## Textabschnitt
Wie Eltern die Entwicklung ihres Kindes im Vorschulalter und in der Schuleingangsphase unterstützen können


Wissenschaftlicher Aufsatz, 2013

21 Seiten


Leseprobe


Inhaltsverzeichnis

1 Einleitung

2 Wahrnehmung und Bewegung
2.1 Das Gehirn
2.2 Die Wahrnehmung
2.2.1 Die Bedeutung der Wahrnehmung für schulisches Lernen
2.2.2 Der Prozess der Wahrnehmung
2.2.3 Sinnessysteme
2.3 Motorik
2.3.1 Allgemeines
2.3.2 Asymmetrisch-Tonischer-Nackenreflex (ATNR)
2.3.3 Symmetrisch-Tonischer-Nackenreflex (STNR)

3 Vorläuferfertigkeiten
3.1 Sprache
3.1.1 Phonologische Bewusstheit
3.1.2 Logografische Erkennung
3.2 Vorläuferfertigkeiten beim Rechnen
3.2.1 Simultanerfassung von Anzahlen
3.2.2 Entwicklung der Zahlwortreihe
3.2.3 Entwicklung der Kardinalität
3.2.4 Entwicklung vorschulischer Rechenstrategien

4 Kulturfertigkeiten
4.1 Schreiben
4.1.1 Lautgetreues Schreiben
4.1.2 Wie können Sie Ihr Kind in dieser Phase unterstützen?
4.1.3 Ist es richtig, zu schreiben, was man hört?
4.2 Rechnen
4.2.1 Warum ist zählendes Rechnen zulässig?
4.2.2 Warum ist es beim Rechnen wichtig, dass die Kindern Richtungen kennen?

5 Abschließende Gedanken

6 Literaturverzeichnis

1 Einleitung

Die Einschulung Ihres Kindes ist ein großer Schritt für das Kind, aber auch für die ganze Familie. Das Familienleben wird sich ändern. Dieser Schritt ist sicherlich mit großer Aufregung verbunden und bei einigen Kindern auch mit einem unguten Gefühl. Das Neue ist so ungewiss: Wird die Lehrerin nett sein? Werde ich Freunde finden? Werde ich auch gut in der Schule sein? Das sind Fragen, die sich die Kinder stellen. Auch Sie als Mutter oder Vater hoffen, dass die Schullaufbahn Ihres Kind gut verläuft und stehen vor der Ungewissheit. Wie kann ich mein Kind unterstützen, damit es in der Schule gut mitkommt? Ist mein Kind wirklich fit für die Schule? Darf mein Kind bei den Hausaufgaben Fehler machen? Darf es mit den Fingern rechnen? Wie kann ich mein Kind beim Lernen unterstützen? Das sind nur Beispiele für Fragen, die Ihnen vielleicht durch den Kopf gehen.

Ich bin heute hier, um mit Ihnen über mögliche Antworten auf diese Fragen nachzudenken. Ich werde Ihnen zunächst einen kurzen Überblick zur kindlichen Entwicklung geben. Was sind die Voraussetzungen für einen guten Schulstart? Wie können Sie Ihr Kind beim „Lernen lernen“ unterstützen?

## Datenzeilen
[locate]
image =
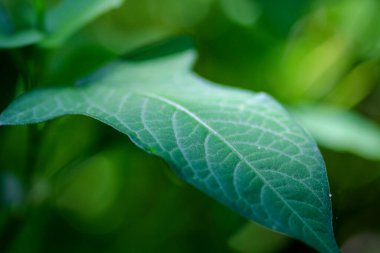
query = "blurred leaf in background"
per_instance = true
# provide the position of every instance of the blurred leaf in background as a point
(85, 188)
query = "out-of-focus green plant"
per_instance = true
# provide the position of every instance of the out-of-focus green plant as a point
(77, 180)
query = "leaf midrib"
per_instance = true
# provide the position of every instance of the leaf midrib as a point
(179, 107)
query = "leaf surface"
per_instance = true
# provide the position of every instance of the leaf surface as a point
(239, 147)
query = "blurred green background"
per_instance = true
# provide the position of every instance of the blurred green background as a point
(75, 185)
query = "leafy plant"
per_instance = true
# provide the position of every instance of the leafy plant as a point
(240, 147)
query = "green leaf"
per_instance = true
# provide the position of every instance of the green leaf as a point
(71, 15)
(20, 39)
(340, 129)
(241, 148)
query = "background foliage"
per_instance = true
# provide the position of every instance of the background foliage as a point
(83, 187)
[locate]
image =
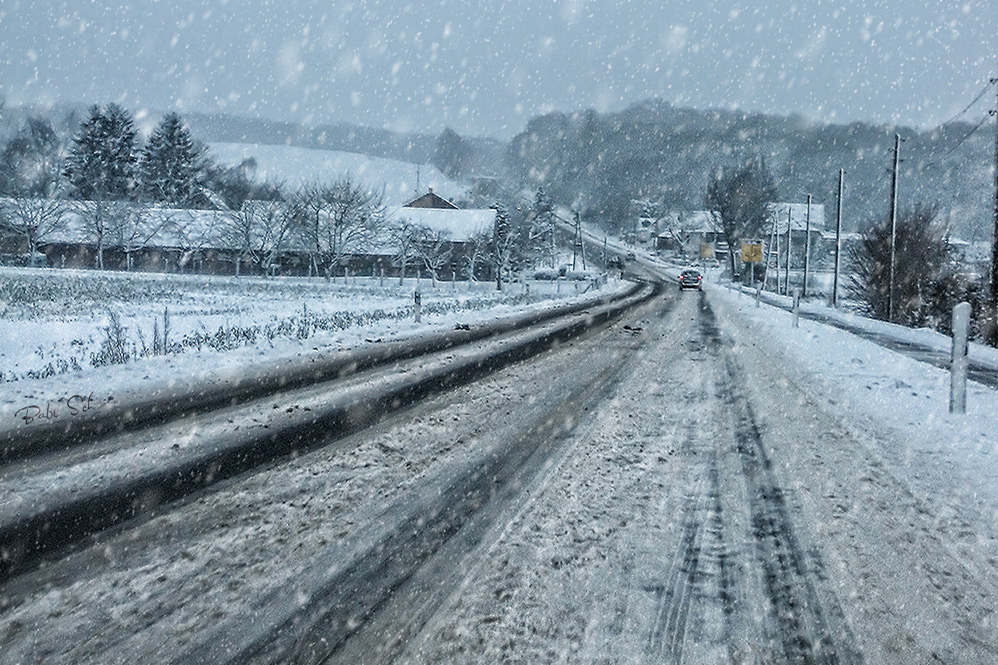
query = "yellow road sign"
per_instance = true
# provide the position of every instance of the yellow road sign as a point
(751, 251)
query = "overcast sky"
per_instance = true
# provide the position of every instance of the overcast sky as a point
(485, 67)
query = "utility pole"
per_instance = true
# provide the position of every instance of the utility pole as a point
(994, 234)
(838, 240)
(894, 223)
(786, 282)
(807, 245)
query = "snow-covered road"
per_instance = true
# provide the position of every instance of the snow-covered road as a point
(661, 491)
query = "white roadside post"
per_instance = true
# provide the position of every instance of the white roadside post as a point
(796, 307)
(958, 365)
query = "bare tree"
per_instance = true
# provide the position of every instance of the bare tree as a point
(338, 220)
(481, 245)
(404, 235)
(435, 250)
(739, 199)
(104, 222)
(260, 232)
(921, 254)
(37, 219)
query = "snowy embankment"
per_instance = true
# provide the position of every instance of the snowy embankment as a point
(96, 334)
(900, 406)
(295, 167)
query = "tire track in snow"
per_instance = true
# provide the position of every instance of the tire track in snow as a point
(807, 626)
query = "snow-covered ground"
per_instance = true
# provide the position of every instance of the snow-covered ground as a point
(645, 537)
(900, 405)
(57, 323)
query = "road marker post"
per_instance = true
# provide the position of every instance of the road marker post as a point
(797, 307)
(959, 361)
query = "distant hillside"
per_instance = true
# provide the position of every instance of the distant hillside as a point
(653, 151)
(294, 166)
(219, 128)
(485, 153)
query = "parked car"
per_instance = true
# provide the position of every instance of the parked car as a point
(690, 279)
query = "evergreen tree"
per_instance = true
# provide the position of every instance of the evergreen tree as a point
(103, 163)
(172, 167)
(29, 162)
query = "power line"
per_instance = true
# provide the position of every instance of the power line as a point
(968, 134)
(981, 94)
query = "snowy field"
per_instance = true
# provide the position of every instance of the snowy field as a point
(113, 329)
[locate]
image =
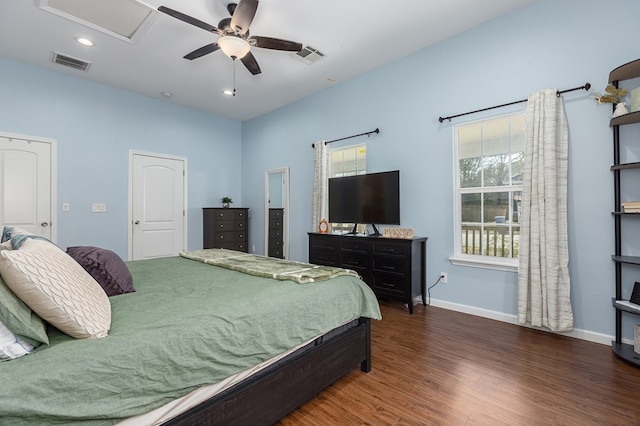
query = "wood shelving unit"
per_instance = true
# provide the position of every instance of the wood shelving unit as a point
(625, 351)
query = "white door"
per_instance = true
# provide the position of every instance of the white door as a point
(26, 184)
(157, 206)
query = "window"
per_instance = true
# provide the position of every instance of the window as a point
(489, 166)
(348, 161)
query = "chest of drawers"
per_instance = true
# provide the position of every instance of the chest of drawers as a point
(393, 268)
(225, 228)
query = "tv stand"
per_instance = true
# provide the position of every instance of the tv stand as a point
(394, 268)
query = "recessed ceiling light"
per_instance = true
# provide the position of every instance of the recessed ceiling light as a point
(84, 41)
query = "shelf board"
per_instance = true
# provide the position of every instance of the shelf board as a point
(630, 118)
(625, 308)
(625, 72)
(626, 166)
(633, 260)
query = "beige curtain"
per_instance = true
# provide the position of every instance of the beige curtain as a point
(320, 209)
(543, 277)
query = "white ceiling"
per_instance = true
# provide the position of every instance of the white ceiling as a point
(355, 35)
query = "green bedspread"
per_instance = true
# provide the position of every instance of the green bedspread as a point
(187, 325)
(267, 267)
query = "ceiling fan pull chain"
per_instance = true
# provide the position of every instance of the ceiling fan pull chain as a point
(234, 76)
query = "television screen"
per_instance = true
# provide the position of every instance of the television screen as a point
(372, 198)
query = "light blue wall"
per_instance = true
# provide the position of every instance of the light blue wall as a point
(548, 44)
(95, 126)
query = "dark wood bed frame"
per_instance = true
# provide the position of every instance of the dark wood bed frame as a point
(271, 394)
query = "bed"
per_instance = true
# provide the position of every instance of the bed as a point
(198, 343)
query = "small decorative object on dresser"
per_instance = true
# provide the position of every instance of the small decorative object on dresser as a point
(225, 228)
(323, 228)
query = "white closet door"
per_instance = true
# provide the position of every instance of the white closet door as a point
(157, 206)
(25, 170)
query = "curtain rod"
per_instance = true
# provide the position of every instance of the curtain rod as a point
(586, 86)
(349, 137)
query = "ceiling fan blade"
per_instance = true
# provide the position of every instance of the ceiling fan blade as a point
(243, 16)
(189, 19)
(250, 62)
(204, 50)
(275, 43)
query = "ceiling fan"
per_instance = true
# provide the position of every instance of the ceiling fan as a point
(235, 41)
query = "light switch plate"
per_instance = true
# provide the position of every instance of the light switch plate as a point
(98, 207)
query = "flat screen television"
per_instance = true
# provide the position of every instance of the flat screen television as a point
(372, 198)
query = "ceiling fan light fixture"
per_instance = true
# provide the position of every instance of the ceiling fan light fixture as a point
(234, 46)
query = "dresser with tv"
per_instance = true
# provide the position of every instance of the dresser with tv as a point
(393, 268)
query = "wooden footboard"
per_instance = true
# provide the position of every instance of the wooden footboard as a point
(268, 396)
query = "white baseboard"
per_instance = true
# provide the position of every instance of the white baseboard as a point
(513, 319)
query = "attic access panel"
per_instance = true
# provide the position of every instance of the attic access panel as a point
(124, 19)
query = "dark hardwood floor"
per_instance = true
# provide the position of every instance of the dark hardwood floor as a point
(439, 367)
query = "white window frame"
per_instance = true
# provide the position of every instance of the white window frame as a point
(475, 260)
(356, 147)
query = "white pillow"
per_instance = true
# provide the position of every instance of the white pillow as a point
(12, 347)
(57, 288)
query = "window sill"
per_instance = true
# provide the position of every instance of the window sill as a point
(485, 263)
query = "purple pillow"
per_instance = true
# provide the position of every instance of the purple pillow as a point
(105, 267)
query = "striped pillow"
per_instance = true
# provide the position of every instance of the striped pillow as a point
(57, 288)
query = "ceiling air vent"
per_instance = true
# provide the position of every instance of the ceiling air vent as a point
(309, 55)
(69, 61)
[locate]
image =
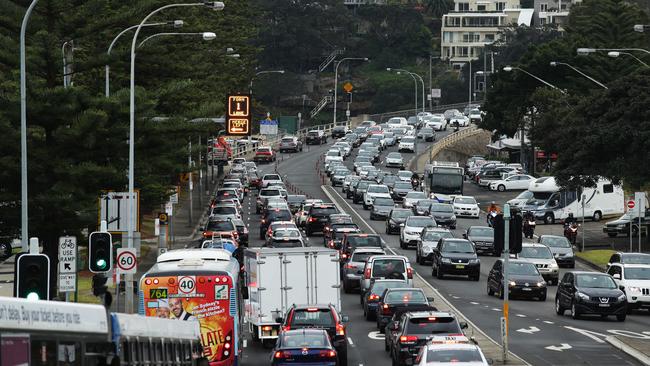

## Aufgabe
Können Sie den Text über die Unterstützung von Kindern beim Schulstart aufgreifen und ihn im Anschluss an seinen letzten Satz weiterschreiben? Die Einträge stehen in keinem Zusammenhang mit dem Text über die Unterstützung von Kindern beim Schulstart.

## Antwort
Die Entwicklung Ihres Kindes ist ein Prozess. Dabei werden bestimmte Entwicklungsstufen erreicht und es ist wichtig, dass keine Stufe übersprungen wird. Stellen Sie sich einen Baum beim Wachsen vor: Beim Stamm entsteht jedes Jahr ein neuer Ring. So wird der Baum kräftig und stabil.Ähnlich ist es auch mit der Entwicklung Ihres Kindes. Wir werden sehen, dass auch diese in Phasen verläuft, wobei jede Phase wichtig ist. In jeder Phase sind bestimmte Dinge „dran“, die dem Kind helfen, sich zu entwickeln.

Wir werden sehen, dass es auch beim Erlernen von Kulturfertigkeiten wie dem Lesen, dem Schreiben und dem Rechnen Entwicklungsphasen gibt. Jede Phase ist wichtig, in jeder Phase braucht Ihr Kind genügend Zeit, um sie vollständig zu durchlaufen. Das ist wie bei einem Weg, den wir gehen wollen, wenn wir eine Strecke zurücklegen wollen. Wir setzen Schritt vor Schritt und gehen den ganzen Weg.

2 Wahrnehmung und Bewegung

2.1 Das Gehirn

Die Grundlage für Lernen und Verhalten ist Bewegung und Wahrnehmung. Um das zu verstehen, werde ich kurz auf die Funktionsweise des Gehirns eingehen. Unser Gehirn ist ein komplexes System, das dauernd unter Schwachstrom steht und leistungsfähiger, aber auch viel komplizierter als ein Computer ist. Das Gehirn lässt sich in drei Abschnitte unterteilen:

1. Reptiliengehirn (Hirnstamm und Kleinhirn)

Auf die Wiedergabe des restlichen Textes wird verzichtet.